Like all critiques, HM-II had the immediate value of identifying problems and adversaries. Like all critiques, it gave those problems and adversaries a notional status which history had the power to alter or rescind. It was zealous, time-bound, and needed at the time.

But we have to ask whether we are living in a post-Manifesto world, where a truly progressive humanism will not provide–either in articles or in outline–a statement of what humanism is, or what humanists believe or should do.

Progressive humanism resides in exploration rather than definitions and statements.

I reject them in the same way Luther rejected the pope’s authority and Galileo (at least mumbled) his rejection of the Inquisition’s findings. Both humanists, according to the broadest definition, anyway–both opponents of tradition and authority.

Ultimately a progressive humanism will be the freeman’s and free woman’s dissatisfaction with the answers you are given and any suggestion that a problem (moral or mathematical) that you cannot solve can be solved by someone who knows “better,” even if they do not know more, or how, or why.

It is confidence in the self, informed by learning and imagination, that makes you a humanist. It is not an easy thing to achieve, but insofar as religion is involved in the calculation, the humanist also knows this: God will not get you there.

7 thoughts on “The Problem with Humanism

  1. Interesting. I do not have a belief or creed system. I’m not tied to the ideas of secular humanism if they end up being something beyond my conception of them.

    But I disagree with religion because of it’s top down trappings. Why wouldn’t you determine your own values and then live accordingly? Why follow pre-existing creeds at all? I’m sure even if you gave every law up, you’d find and I agree that there are universal “rules”. But you find them by challenging all the rest as well and seeing what’s left.

    Anyway, it’s an interesting read and if you’re missing a conversational opposite, as an atheist blogger, maybe we should converse.

    • Get real! Do you really think that most human beings have the time, inclination and knowledge to “determine [their] own values”? Most educated people can’t even do that without tripping themselves with logical errors, factual mistakes and manifest impracticalities. This is the “hard problem” that humanism hasn’t solved and I don’t think ever will.

      • Welcome to the conversation that happened four years ago. The idea that humanity might flub aspects of determining their own values moves the problem from the Gulf of Evaluation to the Gulf of Execution. I can live with that. Plus, I take issue with your suggestion of a solution because I view the process as a continual process that updates people’s values.

  2. Pingback: The Problem with Humanism (via The New Oxonian) « The New Oxonian

  3. more relevant than ever now … and an altered riddle I think?

| EXCERPTED DATA |
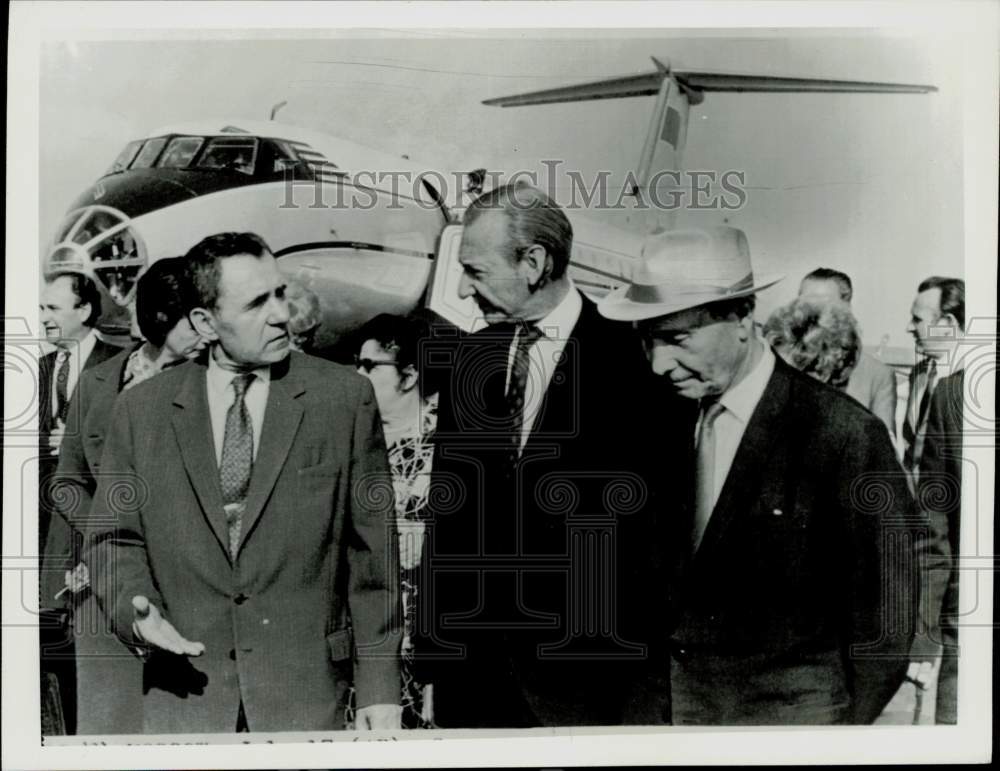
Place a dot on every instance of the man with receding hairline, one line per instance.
(532, 607)
(255, 560)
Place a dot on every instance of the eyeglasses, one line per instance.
(369, 364)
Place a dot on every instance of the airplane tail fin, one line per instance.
(676, 91)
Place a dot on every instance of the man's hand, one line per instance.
(154, 630)
(379, 717)
(77, 579)
(919, 673)
(427, 713)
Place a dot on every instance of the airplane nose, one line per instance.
(465, 287)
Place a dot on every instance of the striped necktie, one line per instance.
(237, 460)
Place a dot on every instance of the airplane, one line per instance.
(334, 216)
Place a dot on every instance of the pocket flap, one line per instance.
(341, 644)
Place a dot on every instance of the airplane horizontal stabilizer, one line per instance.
(614, 88)
(648, 84)
(710, 81)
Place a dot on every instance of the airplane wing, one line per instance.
(710, 81)
(695, 83)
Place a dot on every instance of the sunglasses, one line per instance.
(369, 364)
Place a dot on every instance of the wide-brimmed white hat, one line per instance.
(682, 269)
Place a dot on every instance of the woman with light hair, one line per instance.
(818, 338)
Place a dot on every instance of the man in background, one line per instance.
(937, 319)
(872, 382)
(69, 309)
(933, 457)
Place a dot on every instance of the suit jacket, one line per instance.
(108, 675)
(940, 497)
(54, 536)
(873, 384)
(314, 586)
(535, 569)
(782, 615)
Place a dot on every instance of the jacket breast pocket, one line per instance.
(341, 645)
(323, 475)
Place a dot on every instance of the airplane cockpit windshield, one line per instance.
(232, 153)
(250, 156)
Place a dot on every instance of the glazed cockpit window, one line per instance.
(180, 152)
(229, 153)
(150, 151)
(125, 157)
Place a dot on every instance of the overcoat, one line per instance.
(797, 607)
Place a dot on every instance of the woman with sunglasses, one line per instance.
(388, 357)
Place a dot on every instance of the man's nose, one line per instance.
(279, 311)
(662, 359)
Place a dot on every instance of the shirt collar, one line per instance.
(220, 378)
(741, 399)
(559, 322)
(84, 348)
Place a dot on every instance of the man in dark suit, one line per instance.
(872, 383)
(108, 675)
(245, 506)
(789, 555)
(539, 501)
(937, 318)
(70, 307)
(940, 496)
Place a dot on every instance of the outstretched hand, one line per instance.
(154, 630)
(379, 717)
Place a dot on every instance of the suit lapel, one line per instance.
(281, 422)
(752, 457)
(193, 427)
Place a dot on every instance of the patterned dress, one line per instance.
(410, 457)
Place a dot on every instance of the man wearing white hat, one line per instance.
(790, 559)
(539, 536)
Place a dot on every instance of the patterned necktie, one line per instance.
(237, 460)
(915, 423)
(62, 386)
(705, 472)
(518, 382)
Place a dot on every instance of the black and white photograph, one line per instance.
(517, 384)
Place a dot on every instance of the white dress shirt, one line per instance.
(739, 401)
(78, 355)
(221, 396)
(544, 356)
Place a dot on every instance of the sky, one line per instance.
(867, 183)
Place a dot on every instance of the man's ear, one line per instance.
(204, 323)
(408, 377)
(536, 262)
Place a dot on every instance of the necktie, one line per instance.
(915, 423)
(237, 460)
(518, 382)
(705, 472)
(62, 386)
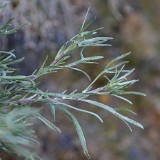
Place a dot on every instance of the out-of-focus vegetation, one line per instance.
(135, 27)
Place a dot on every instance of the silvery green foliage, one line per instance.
(19, 92)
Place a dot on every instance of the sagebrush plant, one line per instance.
(18, 93)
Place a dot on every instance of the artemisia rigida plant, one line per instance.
(18, 93)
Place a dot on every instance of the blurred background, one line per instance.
(135, 27)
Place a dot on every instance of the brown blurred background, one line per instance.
(135, 27)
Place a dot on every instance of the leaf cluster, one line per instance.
(18, 93)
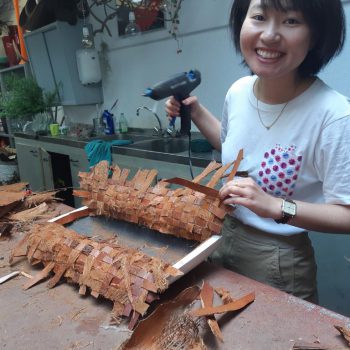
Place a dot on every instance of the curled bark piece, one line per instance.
(30, 214)
(207, 296)
(345, 332)
(123, 275)
(182, 212)
(40, 276)
(234, 306)
(167, 325)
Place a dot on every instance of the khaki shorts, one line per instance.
(283, 262)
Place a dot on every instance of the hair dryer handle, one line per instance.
(185, 114)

| TASK INSTRUCTIONS |
- a) Do these statements agree with the humanism excerpt above? Answer yes or no for each, quoting the words from the excerpt that decide it.
(i) Progressive humanism resides in definitions and statements.
(ii) HM-II is described as zealous and time-bound.
(iii) God will get you to the confidence that makes a humanist.
- b) Extract the passage of the humanism excerpt from "It is confidence" to "seeing what’s left.", copying it word for word.
- c) According to the humanism excerpt, what makes you a humanist?

| RESPONSES TO THE EXERCISE |
- a)
(i) No: "Progressive humanism resides in exploration rather than definitions and statements."
(ii) Yes: "It was zealous, time-bound, and needed at the time."
(iii) No: "God will not get you there."

- b)
It is confidence in the self, informed by learning and imagination, that makes you a humanist. It is not an easy thing to achieve, but insofar as religion is involved in the calculation, the humanist also knows this: God will not get you there.

7 thoughts on “The Problem with Humanism

  1. Interesting. I do not have a belief or creed system. I’m not tied to the ideas of secular humanism if they end up being something beyond my conception of them.

    But I disagree with religion because of it’s top down trappings. Why wouldn’t you determine your own values and then live accordingly? Why follow pre-existing creeds at all? I’m sure even if you gave every law up, you’d find and I agree that there are universal “rules”. But you find them by challenging all the rest as well and seeing what’s left.

- c) Confidence in the self, informed by learning and imagination.